• **Objective**
Answer these questions from the passage on Record Store Day:
1. On what date does the writer say this year's Record Store Day fell?
2. In whose terminology is the writer's reading described as paranoid and reparative?
3. Where are the special one-day-only releases resold the next day?

• **Selected passage**
On April 16, this year’s Record Store Day [2012’s Record Store Day is April 21st], I proclaimed it to my family as “the Happiest Day of the Year.” My reading of Record Store Day was at the same time, in Sedgwick’s terminology, paranoid and reparative. Implicit in my paranoid stance, and in the first draft of this post, was my deep suspicion of and sadness about its commercial and consumerist co-optation. What began as a celebration of the continuing economic health and vibrancy of some independent record stores four years ago now has a glossy web site and sponsorship by major labels and industry players. Special “one-day-only” releases, usually on vinyl, sell for somewhat exorbitant prices and end up, unsealed and resold for even more exorbitant prices on Ebay the next day. This in turn feeds the “baseball card” collector mentality that in turn perpetuates gendered discourses and practices of inclusion and exclusion, as well as the vinyl fetishism that separates the “real” music fan from the poseur. I could go on and on with this paranoid reading, one laden with negative affect that critical theorists use to ward off any surprises and to comfort ourselves with the knowledge that the sources of our cultural oppression can be exposed. Sedgwick asks us to think about what such knowledge or exposure does for us. Perhaps it justifies a cynical and critical fatalism that ultimately goes nowhere.

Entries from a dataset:
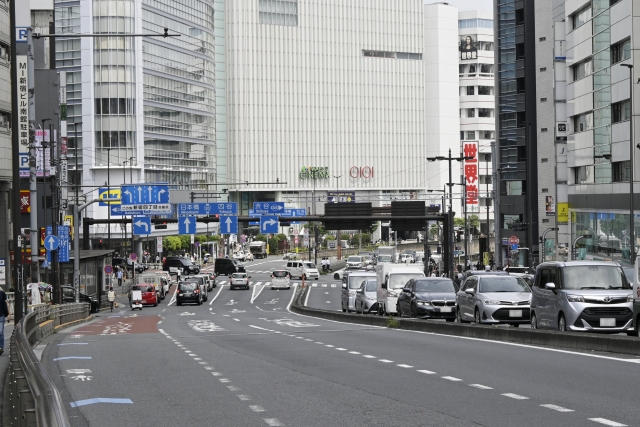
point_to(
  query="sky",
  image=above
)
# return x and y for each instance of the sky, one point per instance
(468, 4)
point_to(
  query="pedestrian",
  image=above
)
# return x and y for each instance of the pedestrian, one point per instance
(5, 313)
(111, 296)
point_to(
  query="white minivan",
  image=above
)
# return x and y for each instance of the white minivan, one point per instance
(298, 268)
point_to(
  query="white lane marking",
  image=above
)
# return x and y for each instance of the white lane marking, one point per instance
(484, 387)
(515, 396)
(607, 422)
(214, 298)
(557, 408)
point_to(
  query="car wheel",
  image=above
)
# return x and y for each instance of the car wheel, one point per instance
(562, 323)
(534, 321)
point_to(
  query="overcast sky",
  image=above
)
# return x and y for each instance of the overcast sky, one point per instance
(468, 4)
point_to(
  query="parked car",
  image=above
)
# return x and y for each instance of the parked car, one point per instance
(188, 292)
(493, 298)
(366, 297)
(69, 296)
(280, 279)
(149, 294)
(582, 296)
(239, 280)
(428, 298)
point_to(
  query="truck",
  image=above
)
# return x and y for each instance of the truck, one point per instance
(258, 249)
(386, 254)
(391, 280)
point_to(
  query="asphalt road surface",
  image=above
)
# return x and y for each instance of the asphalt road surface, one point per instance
(242, 359)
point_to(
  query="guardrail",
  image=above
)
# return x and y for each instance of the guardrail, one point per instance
(34, 398)
(582, 341)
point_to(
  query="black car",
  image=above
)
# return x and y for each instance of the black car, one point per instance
(188, 293)
(428, 298)
(69, 296)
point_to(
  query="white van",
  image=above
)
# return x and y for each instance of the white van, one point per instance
(298, 268)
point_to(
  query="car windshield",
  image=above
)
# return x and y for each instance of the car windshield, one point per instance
(434, 286)
(397, 281)
(355, 281)
(502, 284)
(594, 277)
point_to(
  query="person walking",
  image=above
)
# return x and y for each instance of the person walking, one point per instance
(111, 296)
(5, 315)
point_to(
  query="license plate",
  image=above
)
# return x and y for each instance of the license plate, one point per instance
(607, 323)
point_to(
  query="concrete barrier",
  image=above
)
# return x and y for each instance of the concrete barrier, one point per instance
(564, 340)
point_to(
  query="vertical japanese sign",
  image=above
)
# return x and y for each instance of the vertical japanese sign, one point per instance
(470, 149)
(23, 100)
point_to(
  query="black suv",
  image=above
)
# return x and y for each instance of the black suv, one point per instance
(181, 262)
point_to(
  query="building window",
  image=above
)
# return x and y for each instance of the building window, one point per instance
(581, 17)
(582, 122)
(278, 12)
(621, 171)
(621, 111)
(621, 51)
(582, 69)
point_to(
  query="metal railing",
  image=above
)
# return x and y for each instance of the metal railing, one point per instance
(34, 398)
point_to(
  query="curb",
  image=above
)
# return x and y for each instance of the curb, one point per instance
(563, 340)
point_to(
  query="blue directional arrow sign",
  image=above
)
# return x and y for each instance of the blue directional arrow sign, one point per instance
(187, 225)
(269, 224)
(268, 208)
(141, 225)
(63, 237)
(144, 194)
(228, 224)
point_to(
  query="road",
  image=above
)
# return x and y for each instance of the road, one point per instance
(242, 359)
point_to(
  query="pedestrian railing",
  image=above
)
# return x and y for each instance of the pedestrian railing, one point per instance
(34, 399)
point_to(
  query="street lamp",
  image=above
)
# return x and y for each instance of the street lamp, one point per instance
(632, 245)
(450, 159)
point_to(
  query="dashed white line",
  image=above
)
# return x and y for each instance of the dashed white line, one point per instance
(607, 422)
(515, 396)
(482, 387)
(557, 408)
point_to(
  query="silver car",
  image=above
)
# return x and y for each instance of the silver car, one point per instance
(367, 296)
(582, 296)
(494, 299)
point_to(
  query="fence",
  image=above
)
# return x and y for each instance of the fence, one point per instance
(33, 397)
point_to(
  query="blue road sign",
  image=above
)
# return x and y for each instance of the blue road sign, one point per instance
(142, 225)
(228, 224)
(51, 242)
(187, 225)
(228, 208)
(268, 208)
(269, 224)
(120, 210)
(63, 237)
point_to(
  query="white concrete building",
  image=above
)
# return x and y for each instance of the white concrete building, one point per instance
(363, 91)
(477, 108)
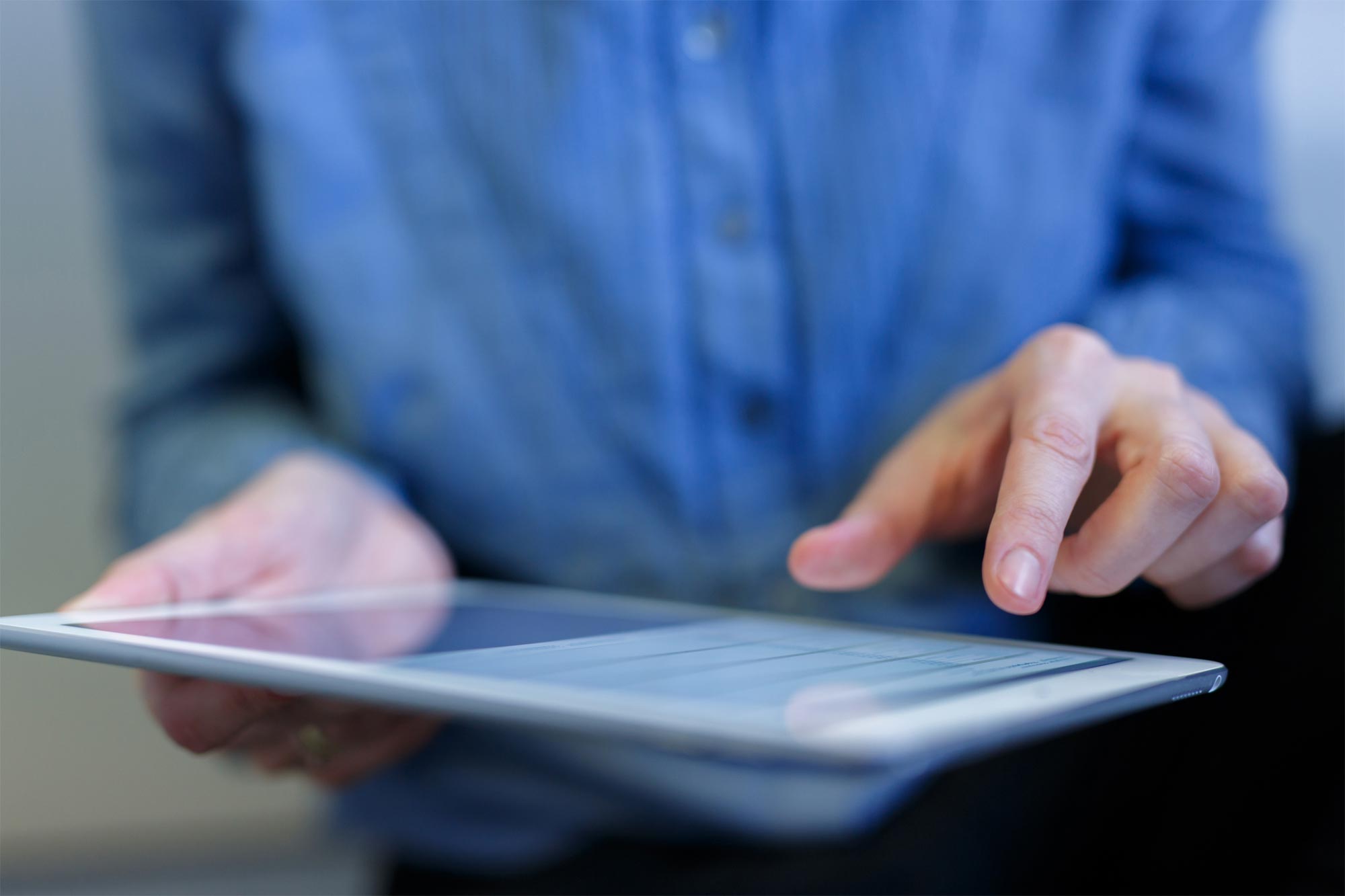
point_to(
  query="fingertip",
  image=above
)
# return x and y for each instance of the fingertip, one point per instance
(851, 553)
(1016, 583)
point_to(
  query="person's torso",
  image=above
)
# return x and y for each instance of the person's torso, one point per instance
(633, 294)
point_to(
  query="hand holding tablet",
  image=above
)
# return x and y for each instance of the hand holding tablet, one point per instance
(260, 646)
(306, 524)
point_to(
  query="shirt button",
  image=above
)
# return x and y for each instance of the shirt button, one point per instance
(757, 411)
(707, 38)
(735, 225)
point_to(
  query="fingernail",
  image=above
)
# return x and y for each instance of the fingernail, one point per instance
(1020, 572)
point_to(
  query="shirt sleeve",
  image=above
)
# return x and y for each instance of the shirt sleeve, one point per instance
(1203, 280)
(216, 389)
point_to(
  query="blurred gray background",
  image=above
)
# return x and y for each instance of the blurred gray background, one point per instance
(92, 797)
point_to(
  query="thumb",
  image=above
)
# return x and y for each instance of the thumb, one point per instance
(206, 559)
(880, 526)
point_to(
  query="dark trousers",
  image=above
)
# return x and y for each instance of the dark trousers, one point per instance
(1234, 792)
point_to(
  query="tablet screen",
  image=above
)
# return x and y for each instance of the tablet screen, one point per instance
(742, 663)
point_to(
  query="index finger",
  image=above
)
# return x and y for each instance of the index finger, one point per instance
(201, 715)
(1062, 395)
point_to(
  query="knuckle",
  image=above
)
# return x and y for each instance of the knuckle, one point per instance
(189, 732)
(1258, 557)
(1190, 471)
(1063, 436)
(1038, 518)
(1262, 494)
(1161, 377)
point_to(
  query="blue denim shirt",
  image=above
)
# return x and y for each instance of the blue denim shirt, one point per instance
(625, 296)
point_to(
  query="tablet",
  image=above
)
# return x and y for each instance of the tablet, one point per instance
(681, 676)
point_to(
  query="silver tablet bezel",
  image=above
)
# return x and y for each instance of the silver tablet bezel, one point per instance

• **Exercise response**
1. April 16
2. Sedgwick's
3. On Ebay